## Assignment
In the data that follows, determine how many lines contain the word "ibexes", and give only that number.

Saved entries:
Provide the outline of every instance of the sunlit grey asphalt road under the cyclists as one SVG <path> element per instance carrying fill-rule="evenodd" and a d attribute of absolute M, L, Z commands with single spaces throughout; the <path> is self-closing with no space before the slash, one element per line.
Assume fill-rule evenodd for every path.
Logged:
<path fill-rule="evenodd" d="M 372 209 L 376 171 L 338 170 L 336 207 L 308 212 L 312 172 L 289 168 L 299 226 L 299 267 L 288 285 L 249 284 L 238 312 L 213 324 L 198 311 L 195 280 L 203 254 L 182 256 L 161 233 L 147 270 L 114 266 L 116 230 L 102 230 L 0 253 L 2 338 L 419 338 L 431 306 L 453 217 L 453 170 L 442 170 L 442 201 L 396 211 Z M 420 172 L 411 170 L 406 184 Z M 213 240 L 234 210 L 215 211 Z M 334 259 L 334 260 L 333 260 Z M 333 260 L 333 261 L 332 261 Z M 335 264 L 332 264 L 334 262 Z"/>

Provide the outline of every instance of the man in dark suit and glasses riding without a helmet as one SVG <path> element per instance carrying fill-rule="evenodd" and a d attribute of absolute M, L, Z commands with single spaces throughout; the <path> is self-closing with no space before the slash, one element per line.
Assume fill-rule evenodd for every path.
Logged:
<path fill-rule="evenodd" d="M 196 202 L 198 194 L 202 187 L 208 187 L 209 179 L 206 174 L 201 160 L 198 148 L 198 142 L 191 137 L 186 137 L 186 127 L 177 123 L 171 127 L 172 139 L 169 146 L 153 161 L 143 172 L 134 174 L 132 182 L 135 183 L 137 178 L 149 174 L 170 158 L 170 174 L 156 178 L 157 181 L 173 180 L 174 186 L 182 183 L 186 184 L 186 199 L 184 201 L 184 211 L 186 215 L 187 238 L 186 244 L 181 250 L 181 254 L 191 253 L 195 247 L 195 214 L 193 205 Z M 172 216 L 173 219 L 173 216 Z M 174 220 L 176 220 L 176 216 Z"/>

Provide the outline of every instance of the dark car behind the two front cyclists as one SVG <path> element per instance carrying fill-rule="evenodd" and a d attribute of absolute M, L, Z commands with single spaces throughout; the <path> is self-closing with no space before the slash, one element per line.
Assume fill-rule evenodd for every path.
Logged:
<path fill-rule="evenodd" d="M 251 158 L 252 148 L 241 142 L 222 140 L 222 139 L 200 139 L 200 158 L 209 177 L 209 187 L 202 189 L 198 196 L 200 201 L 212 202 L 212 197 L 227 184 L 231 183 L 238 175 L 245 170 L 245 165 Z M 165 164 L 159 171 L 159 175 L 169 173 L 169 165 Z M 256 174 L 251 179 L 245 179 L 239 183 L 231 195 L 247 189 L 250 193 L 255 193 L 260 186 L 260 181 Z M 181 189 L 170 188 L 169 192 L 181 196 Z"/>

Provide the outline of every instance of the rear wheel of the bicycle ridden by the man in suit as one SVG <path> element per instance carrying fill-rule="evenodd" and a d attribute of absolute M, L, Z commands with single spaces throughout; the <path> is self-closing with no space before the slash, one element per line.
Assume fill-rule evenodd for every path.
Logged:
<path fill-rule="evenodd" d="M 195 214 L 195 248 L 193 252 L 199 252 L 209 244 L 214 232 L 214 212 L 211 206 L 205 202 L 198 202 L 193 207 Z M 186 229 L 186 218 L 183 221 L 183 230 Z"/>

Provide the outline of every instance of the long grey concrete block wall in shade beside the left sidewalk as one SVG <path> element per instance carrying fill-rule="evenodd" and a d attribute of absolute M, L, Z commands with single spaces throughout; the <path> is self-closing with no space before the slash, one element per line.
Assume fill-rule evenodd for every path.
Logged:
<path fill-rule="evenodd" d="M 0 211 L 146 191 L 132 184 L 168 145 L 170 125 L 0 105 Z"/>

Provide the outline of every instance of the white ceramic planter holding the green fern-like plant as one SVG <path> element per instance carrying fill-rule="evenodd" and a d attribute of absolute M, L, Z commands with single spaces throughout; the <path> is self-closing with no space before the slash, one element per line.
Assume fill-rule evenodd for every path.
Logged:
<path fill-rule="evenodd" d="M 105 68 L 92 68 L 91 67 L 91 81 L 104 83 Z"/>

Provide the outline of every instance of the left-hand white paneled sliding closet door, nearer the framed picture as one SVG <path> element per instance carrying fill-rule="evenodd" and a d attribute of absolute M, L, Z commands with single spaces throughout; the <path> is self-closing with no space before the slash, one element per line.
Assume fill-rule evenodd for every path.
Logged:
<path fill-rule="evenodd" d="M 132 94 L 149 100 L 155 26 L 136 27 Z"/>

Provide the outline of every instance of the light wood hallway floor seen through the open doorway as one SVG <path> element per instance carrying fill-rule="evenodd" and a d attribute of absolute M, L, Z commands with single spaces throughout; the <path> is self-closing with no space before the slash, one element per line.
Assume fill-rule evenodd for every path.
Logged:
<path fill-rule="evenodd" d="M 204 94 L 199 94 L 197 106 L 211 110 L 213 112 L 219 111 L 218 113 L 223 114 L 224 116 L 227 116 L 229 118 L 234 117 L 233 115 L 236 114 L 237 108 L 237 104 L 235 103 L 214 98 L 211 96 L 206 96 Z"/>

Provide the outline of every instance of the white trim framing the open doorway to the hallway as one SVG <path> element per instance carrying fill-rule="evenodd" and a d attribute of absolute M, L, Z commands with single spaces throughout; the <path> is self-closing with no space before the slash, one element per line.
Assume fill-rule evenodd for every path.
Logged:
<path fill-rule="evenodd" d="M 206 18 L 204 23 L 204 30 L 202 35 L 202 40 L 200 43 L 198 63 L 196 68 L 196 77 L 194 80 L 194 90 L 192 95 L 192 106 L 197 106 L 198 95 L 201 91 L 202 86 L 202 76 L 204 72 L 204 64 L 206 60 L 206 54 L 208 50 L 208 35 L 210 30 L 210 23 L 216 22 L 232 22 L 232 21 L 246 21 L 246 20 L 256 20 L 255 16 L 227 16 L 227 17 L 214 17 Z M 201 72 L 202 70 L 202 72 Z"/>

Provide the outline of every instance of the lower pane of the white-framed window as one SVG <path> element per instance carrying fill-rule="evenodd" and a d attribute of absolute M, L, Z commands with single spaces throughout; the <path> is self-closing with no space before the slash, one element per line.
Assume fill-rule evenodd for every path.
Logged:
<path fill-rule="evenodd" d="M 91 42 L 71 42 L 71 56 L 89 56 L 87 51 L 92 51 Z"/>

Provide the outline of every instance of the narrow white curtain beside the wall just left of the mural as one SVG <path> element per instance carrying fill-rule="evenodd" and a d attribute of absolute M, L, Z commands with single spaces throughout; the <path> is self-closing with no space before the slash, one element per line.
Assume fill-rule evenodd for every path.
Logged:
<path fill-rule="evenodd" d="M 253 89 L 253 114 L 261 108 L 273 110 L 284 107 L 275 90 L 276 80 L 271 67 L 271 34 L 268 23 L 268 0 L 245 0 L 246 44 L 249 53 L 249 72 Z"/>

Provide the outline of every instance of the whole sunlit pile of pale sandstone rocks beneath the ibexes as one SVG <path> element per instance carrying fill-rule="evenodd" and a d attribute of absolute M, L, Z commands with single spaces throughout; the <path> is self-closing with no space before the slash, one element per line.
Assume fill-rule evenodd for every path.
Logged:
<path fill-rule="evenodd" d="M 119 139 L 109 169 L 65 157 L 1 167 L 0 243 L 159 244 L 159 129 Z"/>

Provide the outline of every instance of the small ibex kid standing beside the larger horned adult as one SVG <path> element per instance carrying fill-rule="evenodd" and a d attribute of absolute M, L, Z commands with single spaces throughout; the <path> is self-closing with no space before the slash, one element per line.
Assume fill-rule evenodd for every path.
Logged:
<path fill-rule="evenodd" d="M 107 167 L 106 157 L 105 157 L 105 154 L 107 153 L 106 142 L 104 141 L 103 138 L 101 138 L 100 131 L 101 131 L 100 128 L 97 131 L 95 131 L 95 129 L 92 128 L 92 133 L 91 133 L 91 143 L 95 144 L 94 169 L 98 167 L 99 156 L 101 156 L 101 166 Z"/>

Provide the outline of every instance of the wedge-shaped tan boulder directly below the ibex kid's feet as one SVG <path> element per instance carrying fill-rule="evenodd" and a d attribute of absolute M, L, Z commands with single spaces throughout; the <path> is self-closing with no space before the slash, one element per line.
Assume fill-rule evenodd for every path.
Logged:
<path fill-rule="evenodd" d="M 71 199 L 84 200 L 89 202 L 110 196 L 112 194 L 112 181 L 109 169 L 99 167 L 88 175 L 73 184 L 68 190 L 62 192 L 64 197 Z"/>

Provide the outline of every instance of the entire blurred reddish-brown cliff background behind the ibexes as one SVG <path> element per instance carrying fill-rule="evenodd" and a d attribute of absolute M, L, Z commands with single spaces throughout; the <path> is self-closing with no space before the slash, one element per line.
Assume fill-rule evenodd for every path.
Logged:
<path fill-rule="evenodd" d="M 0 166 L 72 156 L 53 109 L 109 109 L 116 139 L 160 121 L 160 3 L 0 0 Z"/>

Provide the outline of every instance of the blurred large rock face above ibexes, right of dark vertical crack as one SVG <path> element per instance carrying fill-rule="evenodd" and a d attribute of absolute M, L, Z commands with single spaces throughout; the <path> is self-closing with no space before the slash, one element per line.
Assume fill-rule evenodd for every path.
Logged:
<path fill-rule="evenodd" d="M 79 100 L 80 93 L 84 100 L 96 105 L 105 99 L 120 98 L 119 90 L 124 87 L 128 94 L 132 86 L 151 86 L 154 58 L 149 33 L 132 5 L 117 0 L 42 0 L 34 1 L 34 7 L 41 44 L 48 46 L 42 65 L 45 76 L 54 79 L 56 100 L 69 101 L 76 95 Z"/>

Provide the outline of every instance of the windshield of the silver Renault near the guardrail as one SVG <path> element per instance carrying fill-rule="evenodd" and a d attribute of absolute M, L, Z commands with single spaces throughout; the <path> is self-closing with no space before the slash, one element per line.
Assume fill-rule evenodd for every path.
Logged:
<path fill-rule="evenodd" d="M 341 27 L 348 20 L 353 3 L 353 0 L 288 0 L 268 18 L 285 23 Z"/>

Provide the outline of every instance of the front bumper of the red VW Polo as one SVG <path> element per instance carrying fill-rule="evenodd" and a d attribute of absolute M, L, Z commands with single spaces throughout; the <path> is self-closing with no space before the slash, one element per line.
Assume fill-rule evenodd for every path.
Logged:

## Solution to this problem
3